• _Wybrany fragment_:
==================================================

Momencik, trwa przetwarzanie danych   loading-animation

piekielni.pl

Pokaż menu
Szukaj

Wychodzę z urzędu pracy. No tak zawitałam w gronie bezrobotnych od miesiąca.…

Wychodzę z urzędu pracy. No tak zawitałam w gronie bezrobotnych od miesiąca. Przechodząc obok dwóch kobiet w średnim wieku usłyszałam kawałek rozmowy. [p1] i [p2]

[p1] A w MOPRze co dostałaś?
[p2] A wiesz dali celówkę, zapomogę na 3 miesiące, zapłacą za przedszkole, obiady dla małej, dali też 2 reklamówki makaronów, mąki, itd
[p2] No, a kuronia masz?

==================================================

• _Ćwiczenie 1_: Przepisz z wybranego fragmentu część, która zaczyna się słowami „Momencik, trwa przetwarzanie”, a kończy słowami „MOPRze co dostałaś?”, i zamień w niej „bezrobotnych” na „osób bez pracy”.
• _Ćwiczenie 2_: Przełóż na język angielski to zdanie z wybranego fragmentu: „Przechodząc obok dwóch kobiet w średnim wieku usłyszałam kawałek rozmowy.”
Rekordy nie mają żadnego związku z wybranym fragmentem.

• _Wiersze danych_:
==================================================

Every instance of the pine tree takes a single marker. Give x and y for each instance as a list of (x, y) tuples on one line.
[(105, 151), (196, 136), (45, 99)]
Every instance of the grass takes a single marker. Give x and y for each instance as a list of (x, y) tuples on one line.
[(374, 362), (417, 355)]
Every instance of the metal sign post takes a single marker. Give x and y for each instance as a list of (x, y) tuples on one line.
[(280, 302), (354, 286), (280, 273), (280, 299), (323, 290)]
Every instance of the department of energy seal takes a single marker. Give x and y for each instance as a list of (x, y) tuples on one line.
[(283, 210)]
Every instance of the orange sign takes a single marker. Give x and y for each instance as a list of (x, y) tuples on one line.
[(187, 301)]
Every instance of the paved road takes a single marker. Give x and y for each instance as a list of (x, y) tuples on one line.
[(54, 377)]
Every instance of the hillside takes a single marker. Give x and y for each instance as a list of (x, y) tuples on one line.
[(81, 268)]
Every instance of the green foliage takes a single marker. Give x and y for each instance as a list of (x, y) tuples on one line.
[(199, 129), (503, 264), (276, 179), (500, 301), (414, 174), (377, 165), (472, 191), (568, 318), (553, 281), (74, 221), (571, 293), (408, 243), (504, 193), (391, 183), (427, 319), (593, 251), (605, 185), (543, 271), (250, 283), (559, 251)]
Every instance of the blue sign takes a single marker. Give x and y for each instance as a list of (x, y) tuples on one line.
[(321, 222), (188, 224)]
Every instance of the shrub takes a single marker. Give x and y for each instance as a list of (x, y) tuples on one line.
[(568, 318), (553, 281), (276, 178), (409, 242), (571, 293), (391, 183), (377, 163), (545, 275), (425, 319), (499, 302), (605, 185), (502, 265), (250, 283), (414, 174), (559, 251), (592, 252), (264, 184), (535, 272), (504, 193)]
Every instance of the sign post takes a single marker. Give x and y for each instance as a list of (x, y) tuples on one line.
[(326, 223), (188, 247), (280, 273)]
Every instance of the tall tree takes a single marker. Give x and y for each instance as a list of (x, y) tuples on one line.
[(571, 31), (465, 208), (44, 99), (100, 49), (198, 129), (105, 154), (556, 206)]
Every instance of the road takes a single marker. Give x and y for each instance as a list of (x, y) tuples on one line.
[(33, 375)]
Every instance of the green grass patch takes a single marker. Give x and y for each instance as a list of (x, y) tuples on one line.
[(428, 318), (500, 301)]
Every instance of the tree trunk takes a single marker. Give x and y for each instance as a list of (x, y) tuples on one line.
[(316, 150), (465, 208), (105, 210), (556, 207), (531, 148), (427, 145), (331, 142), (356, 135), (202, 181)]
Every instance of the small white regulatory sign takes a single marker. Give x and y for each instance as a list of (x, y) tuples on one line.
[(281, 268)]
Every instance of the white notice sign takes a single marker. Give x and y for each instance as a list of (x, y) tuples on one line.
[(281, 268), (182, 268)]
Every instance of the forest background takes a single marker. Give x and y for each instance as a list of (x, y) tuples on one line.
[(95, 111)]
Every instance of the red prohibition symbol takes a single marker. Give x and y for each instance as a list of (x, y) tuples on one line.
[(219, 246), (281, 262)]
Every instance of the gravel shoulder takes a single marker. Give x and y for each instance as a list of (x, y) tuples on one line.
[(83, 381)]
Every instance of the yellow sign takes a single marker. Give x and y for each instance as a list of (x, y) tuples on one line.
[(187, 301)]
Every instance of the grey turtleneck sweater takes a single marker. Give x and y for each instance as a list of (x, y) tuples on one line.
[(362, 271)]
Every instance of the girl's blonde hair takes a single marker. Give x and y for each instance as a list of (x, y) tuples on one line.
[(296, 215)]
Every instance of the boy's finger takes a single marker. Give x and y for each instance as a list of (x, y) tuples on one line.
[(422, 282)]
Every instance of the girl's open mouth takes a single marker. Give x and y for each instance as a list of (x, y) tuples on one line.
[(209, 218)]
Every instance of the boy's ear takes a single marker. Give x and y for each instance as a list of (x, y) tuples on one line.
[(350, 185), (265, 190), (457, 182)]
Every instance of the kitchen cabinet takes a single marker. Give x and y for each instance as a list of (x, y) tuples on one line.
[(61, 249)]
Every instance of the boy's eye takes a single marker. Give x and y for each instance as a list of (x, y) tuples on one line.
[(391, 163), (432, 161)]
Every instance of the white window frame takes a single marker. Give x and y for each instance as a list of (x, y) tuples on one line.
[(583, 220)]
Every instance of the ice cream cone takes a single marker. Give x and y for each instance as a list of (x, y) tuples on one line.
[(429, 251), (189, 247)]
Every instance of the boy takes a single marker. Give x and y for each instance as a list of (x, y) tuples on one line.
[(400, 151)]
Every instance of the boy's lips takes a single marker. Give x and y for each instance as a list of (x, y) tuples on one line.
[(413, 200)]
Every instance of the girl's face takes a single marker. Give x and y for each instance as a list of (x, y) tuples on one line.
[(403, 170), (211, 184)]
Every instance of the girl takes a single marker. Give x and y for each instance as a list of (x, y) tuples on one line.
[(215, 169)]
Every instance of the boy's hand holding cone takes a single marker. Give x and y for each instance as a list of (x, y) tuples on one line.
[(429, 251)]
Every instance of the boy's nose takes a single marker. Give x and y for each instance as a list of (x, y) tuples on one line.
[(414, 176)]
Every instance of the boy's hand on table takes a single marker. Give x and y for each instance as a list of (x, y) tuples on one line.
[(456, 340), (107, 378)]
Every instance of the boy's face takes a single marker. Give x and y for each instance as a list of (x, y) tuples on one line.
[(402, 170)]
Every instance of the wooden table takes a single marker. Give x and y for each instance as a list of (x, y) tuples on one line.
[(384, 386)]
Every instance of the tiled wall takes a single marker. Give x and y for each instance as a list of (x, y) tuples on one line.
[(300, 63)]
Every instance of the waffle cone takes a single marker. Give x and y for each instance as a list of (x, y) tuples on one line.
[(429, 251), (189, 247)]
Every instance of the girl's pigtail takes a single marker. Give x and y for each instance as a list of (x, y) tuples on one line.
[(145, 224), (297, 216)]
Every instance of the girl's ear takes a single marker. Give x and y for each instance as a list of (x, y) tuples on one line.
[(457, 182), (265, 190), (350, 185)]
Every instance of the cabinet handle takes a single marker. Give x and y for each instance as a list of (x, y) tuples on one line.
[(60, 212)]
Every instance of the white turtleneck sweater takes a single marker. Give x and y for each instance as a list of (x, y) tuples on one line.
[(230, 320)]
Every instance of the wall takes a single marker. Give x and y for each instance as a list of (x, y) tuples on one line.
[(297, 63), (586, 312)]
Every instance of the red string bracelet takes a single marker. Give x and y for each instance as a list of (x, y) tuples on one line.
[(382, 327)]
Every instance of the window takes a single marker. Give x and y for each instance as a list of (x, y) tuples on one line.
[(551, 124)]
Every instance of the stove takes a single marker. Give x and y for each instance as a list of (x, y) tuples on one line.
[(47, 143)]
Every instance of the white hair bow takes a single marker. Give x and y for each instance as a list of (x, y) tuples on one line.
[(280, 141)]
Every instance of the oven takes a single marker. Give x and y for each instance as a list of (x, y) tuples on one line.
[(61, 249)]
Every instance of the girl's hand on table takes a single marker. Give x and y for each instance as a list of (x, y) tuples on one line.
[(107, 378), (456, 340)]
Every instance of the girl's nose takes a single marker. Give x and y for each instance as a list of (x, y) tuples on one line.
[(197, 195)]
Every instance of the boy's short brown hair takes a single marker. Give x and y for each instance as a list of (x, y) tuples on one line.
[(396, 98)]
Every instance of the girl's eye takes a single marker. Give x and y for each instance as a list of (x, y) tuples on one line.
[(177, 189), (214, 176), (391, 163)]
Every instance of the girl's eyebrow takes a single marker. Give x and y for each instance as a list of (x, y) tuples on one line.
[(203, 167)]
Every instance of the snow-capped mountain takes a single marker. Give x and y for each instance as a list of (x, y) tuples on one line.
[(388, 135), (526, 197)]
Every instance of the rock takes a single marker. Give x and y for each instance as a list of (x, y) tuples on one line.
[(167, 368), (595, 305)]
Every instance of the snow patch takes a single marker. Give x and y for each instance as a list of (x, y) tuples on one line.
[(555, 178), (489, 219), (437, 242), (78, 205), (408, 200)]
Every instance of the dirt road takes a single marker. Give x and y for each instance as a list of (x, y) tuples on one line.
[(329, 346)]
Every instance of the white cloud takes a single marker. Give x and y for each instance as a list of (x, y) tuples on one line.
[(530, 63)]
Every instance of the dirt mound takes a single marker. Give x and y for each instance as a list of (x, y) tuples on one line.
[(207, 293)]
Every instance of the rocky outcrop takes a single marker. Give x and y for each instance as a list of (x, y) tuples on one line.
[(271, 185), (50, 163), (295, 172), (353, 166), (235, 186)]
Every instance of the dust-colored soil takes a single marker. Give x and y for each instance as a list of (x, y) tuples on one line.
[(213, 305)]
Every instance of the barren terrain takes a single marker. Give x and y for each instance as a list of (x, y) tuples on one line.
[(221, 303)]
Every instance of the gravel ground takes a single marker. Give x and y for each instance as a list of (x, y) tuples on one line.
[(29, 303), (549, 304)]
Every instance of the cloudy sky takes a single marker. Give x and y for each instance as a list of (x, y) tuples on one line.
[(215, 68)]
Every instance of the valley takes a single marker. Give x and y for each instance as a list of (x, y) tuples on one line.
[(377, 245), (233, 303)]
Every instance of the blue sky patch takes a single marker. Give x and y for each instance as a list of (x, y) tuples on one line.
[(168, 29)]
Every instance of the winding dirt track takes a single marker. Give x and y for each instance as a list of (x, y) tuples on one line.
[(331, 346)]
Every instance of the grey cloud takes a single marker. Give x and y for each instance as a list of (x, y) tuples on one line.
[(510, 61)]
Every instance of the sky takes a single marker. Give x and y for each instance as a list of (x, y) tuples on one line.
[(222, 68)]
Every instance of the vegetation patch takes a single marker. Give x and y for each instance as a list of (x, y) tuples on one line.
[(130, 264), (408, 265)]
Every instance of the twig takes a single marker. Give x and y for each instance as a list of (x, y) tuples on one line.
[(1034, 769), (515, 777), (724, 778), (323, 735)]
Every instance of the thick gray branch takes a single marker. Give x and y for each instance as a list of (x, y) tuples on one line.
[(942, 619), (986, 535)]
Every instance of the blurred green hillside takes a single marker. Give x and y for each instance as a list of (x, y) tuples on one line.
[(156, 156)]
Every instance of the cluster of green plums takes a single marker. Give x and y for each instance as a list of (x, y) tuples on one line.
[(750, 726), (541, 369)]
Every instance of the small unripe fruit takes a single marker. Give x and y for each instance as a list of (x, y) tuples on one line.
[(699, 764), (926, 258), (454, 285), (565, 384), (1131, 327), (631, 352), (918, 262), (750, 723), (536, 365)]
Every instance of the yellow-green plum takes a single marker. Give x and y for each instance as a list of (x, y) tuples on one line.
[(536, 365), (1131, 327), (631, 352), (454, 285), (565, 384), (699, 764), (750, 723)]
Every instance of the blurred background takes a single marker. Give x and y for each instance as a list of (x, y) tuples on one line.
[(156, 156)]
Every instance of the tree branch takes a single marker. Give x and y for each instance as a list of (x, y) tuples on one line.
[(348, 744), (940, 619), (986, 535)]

==================================================

• _Odpowiedź do ćwiczenia 1_:
Momencik, trwa przetwarzanie danych   loading-animation

piekielni.pl

Pokaż menu
Szukaj

Wychodzę z urzędu pracy. No tak zawitałam w gronie osób bez pracy od miesiąca.…

Wychodzę z urzędu pracy. No tak zawitałam w gronie osób bez pracy od miesiąca. Przechodząc obok dwóch kobiet w średnim wieku usłyszałam kawałek rozmowy. [p1] i [p2]

[p1] A w MOPRze co dostałaś?

• _Odpowiedź do ćwiczenia 2_: Walking past two middle-aged women, I overheard a bit of their conversation.